--- START GIVEN DATA ---

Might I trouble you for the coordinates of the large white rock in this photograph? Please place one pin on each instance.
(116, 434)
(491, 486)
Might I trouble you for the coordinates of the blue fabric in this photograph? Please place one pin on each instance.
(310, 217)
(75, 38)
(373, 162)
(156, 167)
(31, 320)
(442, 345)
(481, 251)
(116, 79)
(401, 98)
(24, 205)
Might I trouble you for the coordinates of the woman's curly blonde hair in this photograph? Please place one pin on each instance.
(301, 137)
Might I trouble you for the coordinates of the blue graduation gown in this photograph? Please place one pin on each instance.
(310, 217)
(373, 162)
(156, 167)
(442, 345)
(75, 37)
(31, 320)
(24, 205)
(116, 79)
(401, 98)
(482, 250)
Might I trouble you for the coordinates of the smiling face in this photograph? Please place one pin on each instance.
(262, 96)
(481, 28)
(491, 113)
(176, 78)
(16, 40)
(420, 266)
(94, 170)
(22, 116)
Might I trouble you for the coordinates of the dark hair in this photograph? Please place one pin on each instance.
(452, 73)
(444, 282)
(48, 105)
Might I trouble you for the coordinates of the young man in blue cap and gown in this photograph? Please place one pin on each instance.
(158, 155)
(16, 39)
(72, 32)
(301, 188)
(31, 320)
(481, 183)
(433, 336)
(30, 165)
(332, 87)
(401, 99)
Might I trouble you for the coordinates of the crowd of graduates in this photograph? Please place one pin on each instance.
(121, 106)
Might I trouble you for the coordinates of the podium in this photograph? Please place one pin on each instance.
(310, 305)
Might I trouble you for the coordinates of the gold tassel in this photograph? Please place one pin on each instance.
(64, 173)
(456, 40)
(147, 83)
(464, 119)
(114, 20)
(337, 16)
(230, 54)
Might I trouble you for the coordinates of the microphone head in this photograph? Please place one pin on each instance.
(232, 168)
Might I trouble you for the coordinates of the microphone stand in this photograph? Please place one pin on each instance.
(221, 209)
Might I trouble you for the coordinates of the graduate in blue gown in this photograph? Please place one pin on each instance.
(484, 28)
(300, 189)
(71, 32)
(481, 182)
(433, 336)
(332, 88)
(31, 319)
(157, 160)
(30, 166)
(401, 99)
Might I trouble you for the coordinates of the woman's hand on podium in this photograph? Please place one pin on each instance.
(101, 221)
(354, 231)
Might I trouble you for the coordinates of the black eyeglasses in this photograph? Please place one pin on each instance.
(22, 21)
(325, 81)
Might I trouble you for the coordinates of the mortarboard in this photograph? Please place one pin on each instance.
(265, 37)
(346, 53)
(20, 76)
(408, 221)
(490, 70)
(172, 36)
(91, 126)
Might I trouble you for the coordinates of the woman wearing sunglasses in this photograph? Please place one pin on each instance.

--- END GIVEN DATA ---

[WHAT IS BEING ASKED]: Scale the material from the line with "Might I trouble you for the coordinates of the mortarboard" up to and including its last line. Give every line again, requests included, and multiply each coordinate in the answers by 1.15, rounding to whole numbers with halves going up.

[THE COMPLETED TASK]:
Might I trouble you for the coordinates of the mortarboard in this photograph? Please place one pin on each instance.
(305, 43)
(398, 61)
(23, 87)
(469, 254)
(564, 81)
(198, 41)
(105, 145)
Might I trouble you for the coordinates of the woman wearing sunglasses in this photograph? Please place one pin on each instance.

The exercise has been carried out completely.